• What to work on:
[a] Please reproduce everything in the passage on Alphonse Boudard from "His novels are" down to "films and television.".
[b] According to the passage on Alphonse Boudard, which writer did Boudard credit with inspiring his decision to write full-time?

• Source text:
Alphonse Boudard (17 December 1925 - 14 January 2000) was a French novelist and playwright. He won the 1977 Prix Renaudot for Les Combattants du petit bonheur. Boudard's 1995 novel Dying childhood was awarded and recognised by the French Academy with a Grand Prix du roman de l'Académie française.

==Biography==
Boudard was born on 17 December 1925 in the 13th arrondissement of Paris to a 17-year-old mother. He was brought up first by an adoptive family in the Loiret region of the centre of France, then by his grandmother in the south of Paris. Boudard had a late career. As a teenager, he was living in a country occupied by the German Army. He was wounded fighting for the French and he was awarded a military medal. His early adult life was spent in casual work, periods in jail and in a sanatorium recovering from tuberculosis. He experimented with writing, but it was not until he was 33 that he decided to be a full-time writer. He credited the writer Albert Paraz with inspiring this move.

His novels are characterised by the colloquial terms and slang that Boudard used to describe life in the 1940s. His works are autobiographical and he used his periods in a sanatorium and in jail as a basis for his stories. His 1963 novel The Cherry and his 1972 story The Hospital are examples, as is his 1992 novel The Amazing Mr Joseph which tells the story of a French spy who becomes a millionaire dealing on the black market during World War II (based on the real career of Joseph Joanovici).

Many of Boudard novels were adapted for French films and television.

Boudard had a wife and two sons. He died in Nice on 14 January 2000.

(Data records)
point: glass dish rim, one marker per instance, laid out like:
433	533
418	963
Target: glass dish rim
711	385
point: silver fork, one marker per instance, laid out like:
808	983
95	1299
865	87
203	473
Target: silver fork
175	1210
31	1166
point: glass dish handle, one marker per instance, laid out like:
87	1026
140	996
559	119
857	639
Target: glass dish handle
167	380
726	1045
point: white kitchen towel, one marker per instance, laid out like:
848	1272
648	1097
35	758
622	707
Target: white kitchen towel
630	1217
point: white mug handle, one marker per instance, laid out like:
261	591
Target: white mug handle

• Answers for the exercise:
[a]
His novels are characterised by the colloquial terms and slang that Boudard used to describe life in the 1940s. His works are autobiographical and he used his periods in a sanatorium and in jail as a basis for his stories. His 1963 novel The Cherry and his 1972 story The Hospital are examples, as is his 1992 novel The Amazing Mr Joseph which tells the story of a French spy who becomes a millionaire dealing on the black market during World War II (based on the real career of Joseph Joanovici).

Many of Boudard novels were adapted for French films and television.

[b] Albert Paraz